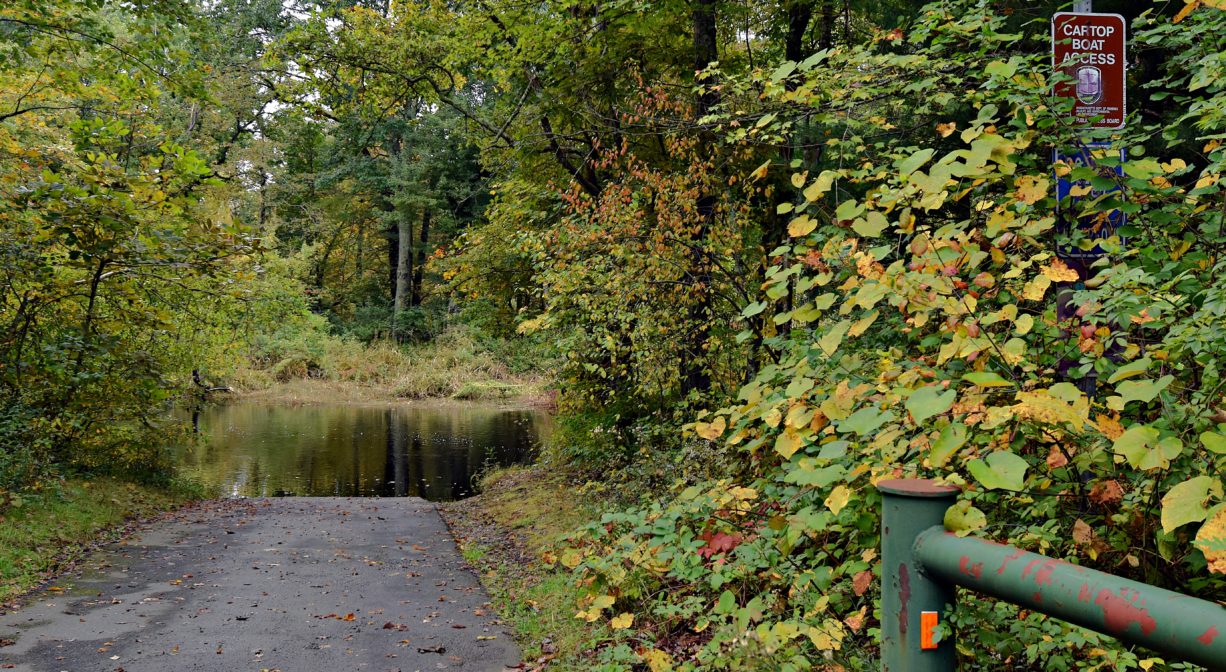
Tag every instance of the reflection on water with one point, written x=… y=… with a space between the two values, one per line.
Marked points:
x=267 y=450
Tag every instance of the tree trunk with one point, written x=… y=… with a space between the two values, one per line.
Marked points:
x=403 y=272
x=828 y=25
x=695 y=369
x=798 y=15
x=422 y=243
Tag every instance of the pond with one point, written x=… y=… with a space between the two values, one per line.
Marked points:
x=249 y=449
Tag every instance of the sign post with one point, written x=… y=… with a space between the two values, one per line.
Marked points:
x=1090 y=48
x=1089 y=58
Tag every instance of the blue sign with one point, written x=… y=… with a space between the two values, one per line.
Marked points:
x=1097 y=226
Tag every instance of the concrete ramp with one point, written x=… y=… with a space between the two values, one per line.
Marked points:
x=294 y=585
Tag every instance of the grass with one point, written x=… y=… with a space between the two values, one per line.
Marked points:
x=455 y=364
x=503 y=532
x=55 y=526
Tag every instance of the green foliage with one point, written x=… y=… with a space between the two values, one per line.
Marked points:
x=920 y=287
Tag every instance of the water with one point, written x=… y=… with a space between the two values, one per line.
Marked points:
x=250 y=449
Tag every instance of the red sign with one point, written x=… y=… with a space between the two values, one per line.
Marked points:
x=1089 y=48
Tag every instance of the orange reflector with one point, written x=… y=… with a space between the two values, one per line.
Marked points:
x=927 y=628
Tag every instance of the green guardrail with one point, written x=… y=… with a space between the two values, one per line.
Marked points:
x=922 y=564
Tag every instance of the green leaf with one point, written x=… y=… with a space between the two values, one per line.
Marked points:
x=986 y=379
x=1214 y=442
x=1144 y=448
x=951 y=438
x=1001 y=68
x=963 y=519
x=833 y=339
x=929 y=401
x=798 y=386
x=1129 y=370
x=866 y=421
x=912 y=163
x=872 y=225
x=1001 y=470
x=1187 y=503
x=1143 y=390
x=753 y=309
x=849 y=210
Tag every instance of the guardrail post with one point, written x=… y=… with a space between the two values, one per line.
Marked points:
x=911 y=601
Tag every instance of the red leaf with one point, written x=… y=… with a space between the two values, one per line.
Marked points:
x=717 y=542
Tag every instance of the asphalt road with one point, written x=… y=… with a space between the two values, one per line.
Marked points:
x=291 y=585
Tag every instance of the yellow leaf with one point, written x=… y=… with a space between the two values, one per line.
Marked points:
x=743 y=493
x=1206 y=180
x=711 y=431
x=819 y=187
x=862 y=324
x=1211 y=541
x=1036 y=288
x=657 y=661
x=788 y=443
x=801 y=226
x=837 y=499
x=1058 y=271
x=1031 y=189
x=1187 y=9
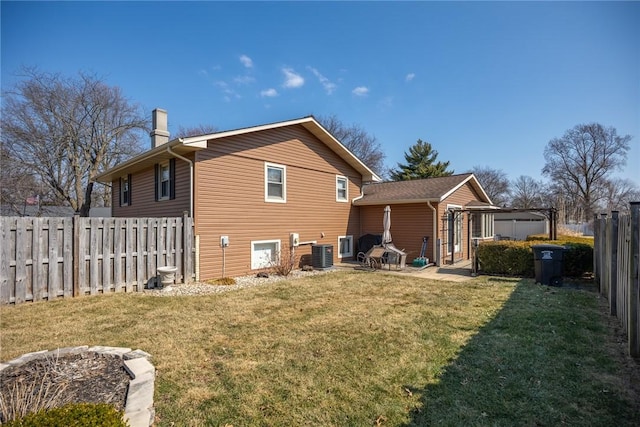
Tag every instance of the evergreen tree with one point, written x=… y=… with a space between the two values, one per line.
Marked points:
x=421 y=163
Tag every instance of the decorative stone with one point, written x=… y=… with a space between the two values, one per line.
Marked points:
x=138 y=411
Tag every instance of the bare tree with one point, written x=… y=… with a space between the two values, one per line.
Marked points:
x=357 y=140
x=494 y=182
x=19 y=185
x=583 y=159
x=184 y=132
x=527 y=193
x=66 y=131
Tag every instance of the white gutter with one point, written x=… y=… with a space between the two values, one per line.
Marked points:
x=359 y=197
x=190 y=178
x=435 y=233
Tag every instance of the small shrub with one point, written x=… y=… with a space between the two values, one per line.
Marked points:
x=285 y=261
x=73 y=415
x=223 y=281
x=578 y=259
x=514 y=258
x=506 y=257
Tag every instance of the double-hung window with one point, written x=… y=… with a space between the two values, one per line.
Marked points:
x=125 y=190
x=342 y=192
x=275 y=178
x=345 y=246
x=165 y=174
x=482 y=226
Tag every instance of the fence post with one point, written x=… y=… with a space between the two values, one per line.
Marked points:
x=634 y=288
x=187 y=247
x=76 y=255
x=613 y=268
x=596 y=249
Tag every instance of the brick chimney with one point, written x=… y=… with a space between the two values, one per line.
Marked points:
x=160 y=133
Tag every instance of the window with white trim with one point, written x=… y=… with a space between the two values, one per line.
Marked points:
x=264 y=253
x=342 y=189
x=165 y=181
x=345 y=246
x=275 y=179
x=125 y=190
x=454 y=228
x=482 y=226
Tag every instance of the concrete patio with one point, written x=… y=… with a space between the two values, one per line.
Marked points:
x=459 y=272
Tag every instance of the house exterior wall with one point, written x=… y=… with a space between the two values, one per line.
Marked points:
x=409 y=224
x=143 y=203
x=230 y=198
x=460 y=198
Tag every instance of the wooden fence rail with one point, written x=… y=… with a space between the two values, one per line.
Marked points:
x=50 y=258
x=616 y=255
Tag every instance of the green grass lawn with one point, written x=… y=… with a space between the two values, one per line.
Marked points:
x=356 y=349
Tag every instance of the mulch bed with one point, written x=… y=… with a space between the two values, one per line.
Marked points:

◆ **SHORT PROBLEM**
Rewrite the records from the line containing "Tag every instance of the guardrail" through the line containing "x=506 y=257", with both lines included and the requests kept. Multiply every x and y coordinate in the marked points by 0.2, round to whole numbers with halves going up, and leave out the pictures.

◆ **SOLVED PROBLEM**
Tag every instance of the guardrail post with one point, written x=… y=… with a space between the two values, one per line.
Marked points:
x=182 y=120
Tag every instance of the red leaf with one point, written x=… y=… with a space between the two values, one per line.
Marked points:
x=143 y=108
Tag every instance of the asphalt road with one point, written x=… y=… with a space between the two values, one per line.
Marked points:
x=58 y=117
Tag every instance of the yellow leaf with one point, written x=… y=… with a space between the two values, one per line.
Marked points:
x=149 y=99
x=241 y=36
x=142 y=86
x=164 y=37
x=172 y=65
x=242 y=108
x=207 y=58
x=131 y=132
x=158 y=89
x=160 y=45
x=167 y=100
x=212 y=54
x=206 y=38
x=237 y=2
Tag every instance of the evergreen tree with one point, written x=… y=… with a space between the two values, one per line.
Marked points:
x=84 y=33
Tag every instance of the decorative stone with one point, written x=… y=… with a space between the two values, one per line.
Marked points:
x=28 y=82
Tag every instance of the bare tree with one point, written x=… y=… with a space between the two values, one per line.
Marked points:
x=71 y=28
x=99 y=36
x=4 y=37
x=117 y=32
x=37 y=26
x=105 y=39
x=13 y=26
Tag every instance of the white gutter with one point, written x=… y=… with a space between the two values, one per line.
Marked points:
x=72 y=39
x=38 y=36
x=87 y=47
Tag every instance of the small shrub with one point, written x=… y=… with a space between the two values, one per line.
Marked points:
x=57 y=52
x=15 y=83
x=45 y=56
x=116 y=52
x=103 y=52
x=101 y=51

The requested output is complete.